▶ _Excerpted text_
## begin

[Editor's note: This week more than 700 teachers gathered at the BC Teachers' Federation annual convention. The convention marked the 100th anniversary of the union. During a celebration of the anniversary Jim Sinclair, honourary BCTF member and former President of the B.C. Federation of Labour, paid tribute to the union. What follows is an edited version of his speech.]
Thank you so much for the opportunity to be here today. It is truly an honour for me.
They're all here -- in this room today. All crammed in here with you.
George Lister is here, with the other delegates to the very first annual general meeting of the first teacher's federation in Canada in 1917.
Mary Ellen Smith, the first woman elected to office in British Columbia in 1918 -- and a teacher -- is here. She ran on a platform of rights for women and children.
The Victoria teachers walking the picket line in 1919 during the first strike by teachers are here. The strike was not only the first in B.C. but the entire British Commonwealth.
The teachers who served on the BCTF pension committee that fought and won pension legislation for teachers in 1929 -- they're here.
Harry Charlesworth, the first union president, is here with the delegates who voted to launch a campaign against the KIDD report, which wanted to cut teachers pay by 25 per cent and charge kids for public school in 1932.
Hilda Cryderman is here with the delegates to the 1954 convention who had the courage to elect the first woman president of the organization.
And there are thousands more here today with you. Thousands who sacrificed, sweated and struggled year after year to build this organization.

## end

▶ _Exercise_
Summarize the BCTF anniversary tribute in two sentences.

▶ _Provided data_
## begin

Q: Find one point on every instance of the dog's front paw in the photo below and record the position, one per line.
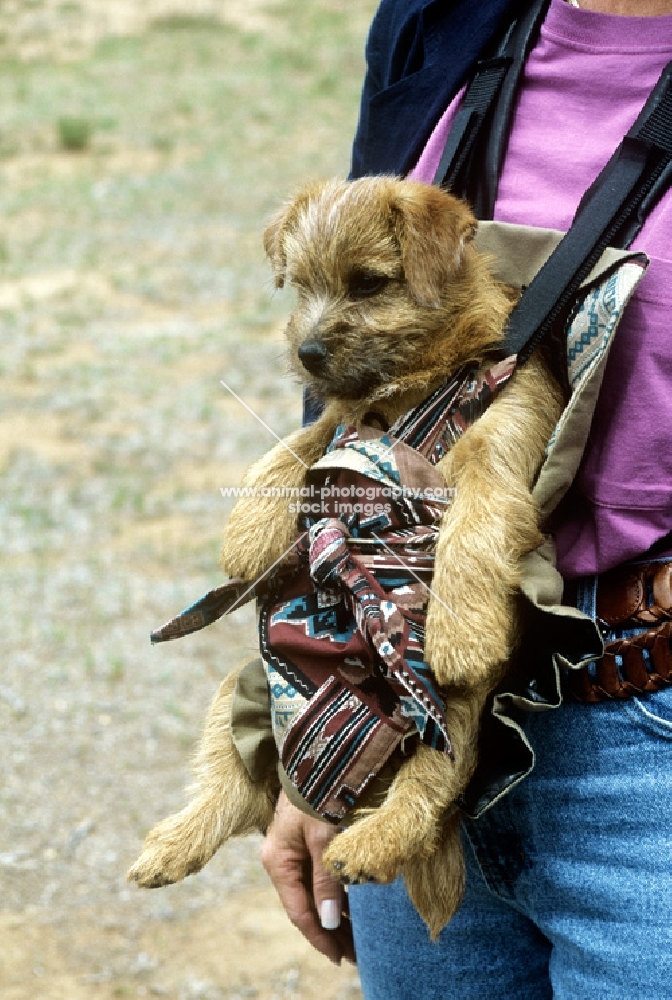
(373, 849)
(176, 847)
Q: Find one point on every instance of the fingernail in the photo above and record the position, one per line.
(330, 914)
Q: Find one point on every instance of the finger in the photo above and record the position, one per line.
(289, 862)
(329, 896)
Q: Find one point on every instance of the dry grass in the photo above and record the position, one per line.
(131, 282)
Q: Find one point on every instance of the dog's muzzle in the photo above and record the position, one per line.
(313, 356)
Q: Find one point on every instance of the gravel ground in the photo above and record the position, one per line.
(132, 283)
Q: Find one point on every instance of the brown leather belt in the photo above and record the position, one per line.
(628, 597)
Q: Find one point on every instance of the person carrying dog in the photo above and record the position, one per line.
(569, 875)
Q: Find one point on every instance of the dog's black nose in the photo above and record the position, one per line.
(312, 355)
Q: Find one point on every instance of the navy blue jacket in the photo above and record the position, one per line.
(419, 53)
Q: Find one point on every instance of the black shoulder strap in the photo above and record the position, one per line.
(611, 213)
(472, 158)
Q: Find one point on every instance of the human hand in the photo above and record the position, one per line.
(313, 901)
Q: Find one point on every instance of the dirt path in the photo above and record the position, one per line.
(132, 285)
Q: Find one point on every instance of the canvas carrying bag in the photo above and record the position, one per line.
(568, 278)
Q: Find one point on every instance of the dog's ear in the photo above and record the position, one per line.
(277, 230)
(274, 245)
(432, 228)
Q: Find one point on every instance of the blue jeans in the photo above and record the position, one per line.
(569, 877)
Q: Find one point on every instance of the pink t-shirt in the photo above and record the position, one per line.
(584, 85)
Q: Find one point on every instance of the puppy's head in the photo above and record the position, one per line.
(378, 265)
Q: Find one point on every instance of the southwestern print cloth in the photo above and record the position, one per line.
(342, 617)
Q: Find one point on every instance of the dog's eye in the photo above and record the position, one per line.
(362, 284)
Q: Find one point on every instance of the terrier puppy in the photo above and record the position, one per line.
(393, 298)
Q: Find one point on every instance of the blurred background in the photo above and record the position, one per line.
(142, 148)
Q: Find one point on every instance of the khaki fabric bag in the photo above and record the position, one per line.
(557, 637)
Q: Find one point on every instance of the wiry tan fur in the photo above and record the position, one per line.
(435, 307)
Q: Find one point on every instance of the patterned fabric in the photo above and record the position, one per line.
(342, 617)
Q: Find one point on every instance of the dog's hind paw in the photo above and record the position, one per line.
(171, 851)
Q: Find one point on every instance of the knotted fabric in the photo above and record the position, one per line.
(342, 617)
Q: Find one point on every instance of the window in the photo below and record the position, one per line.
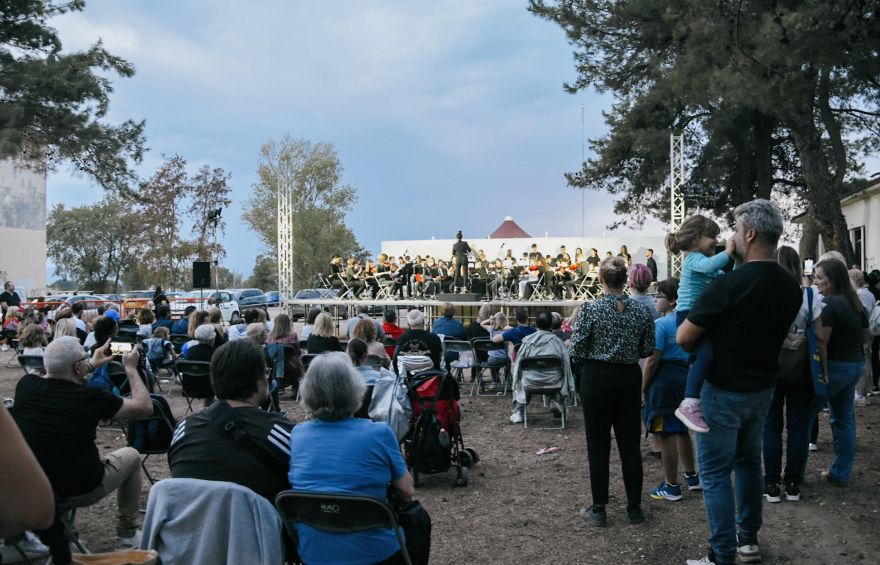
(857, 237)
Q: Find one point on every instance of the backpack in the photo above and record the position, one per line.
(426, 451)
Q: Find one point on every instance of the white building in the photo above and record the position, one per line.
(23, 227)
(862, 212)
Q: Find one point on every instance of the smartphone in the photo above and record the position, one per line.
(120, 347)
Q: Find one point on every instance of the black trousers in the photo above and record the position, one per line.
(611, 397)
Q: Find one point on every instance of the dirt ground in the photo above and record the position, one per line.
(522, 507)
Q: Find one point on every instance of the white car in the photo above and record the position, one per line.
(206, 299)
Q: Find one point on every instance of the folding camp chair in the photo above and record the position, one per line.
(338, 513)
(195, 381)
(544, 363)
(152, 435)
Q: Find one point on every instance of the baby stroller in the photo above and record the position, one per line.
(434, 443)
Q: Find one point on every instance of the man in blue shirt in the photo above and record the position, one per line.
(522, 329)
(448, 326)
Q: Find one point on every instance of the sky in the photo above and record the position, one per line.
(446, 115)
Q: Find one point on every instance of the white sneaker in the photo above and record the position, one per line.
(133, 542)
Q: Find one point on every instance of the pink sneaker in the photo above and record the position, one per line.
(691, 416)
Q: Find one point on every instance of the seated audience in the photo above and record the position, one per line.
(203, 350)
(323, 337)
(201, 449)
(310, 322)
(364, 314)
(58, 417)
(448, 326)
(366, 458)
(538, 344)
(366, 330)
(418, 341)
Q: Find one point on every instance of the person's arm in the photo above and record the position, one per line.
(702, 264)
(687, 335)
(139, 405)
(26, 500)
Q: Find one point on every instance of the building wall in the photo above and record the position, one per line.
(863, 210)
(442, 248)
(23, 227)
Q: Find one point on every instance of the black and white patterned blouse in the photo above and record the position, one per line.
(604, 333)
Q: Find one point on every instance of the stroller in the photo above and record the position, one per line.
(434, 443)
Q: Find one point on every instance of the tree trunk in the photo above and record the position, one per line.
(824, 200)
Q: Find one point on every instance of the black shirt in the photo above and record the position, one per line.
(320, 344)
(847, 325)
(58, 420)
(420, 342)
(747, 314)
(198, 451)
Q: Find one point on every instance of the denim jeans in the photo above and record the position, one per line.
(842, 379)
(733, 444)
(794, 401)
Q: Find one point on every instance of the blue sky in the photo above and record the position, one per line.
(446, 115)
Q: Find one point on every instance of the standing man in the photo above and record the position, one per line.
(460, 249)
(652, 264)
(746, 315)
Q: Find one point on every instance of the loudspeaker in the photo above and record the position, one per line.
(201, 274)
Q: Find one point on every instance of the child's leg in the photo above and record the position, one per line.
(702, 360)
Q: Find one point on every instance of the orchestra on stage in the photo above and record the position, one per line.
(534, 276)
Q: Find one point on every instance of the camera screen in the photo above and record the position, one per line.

## end

▶ _Exercise output_
At a celebration of the BC Teachers' Federation's 100th anniversary, Jim Sinclair said that people from the union's past were present in the room, including the 1917 delegates to the first teachers' federation meeting in Canada, the Victoria teachers who struck in 1919, and the committee that won pension legislation in 1929. He also named Harry Charlesworth, the first union president, with the delegates who campaigned against the KIDD report in 1932, and Hilda Cryderman with the 1954 delegates who elected the first woman president, along with thousands more who struggled to build the organization.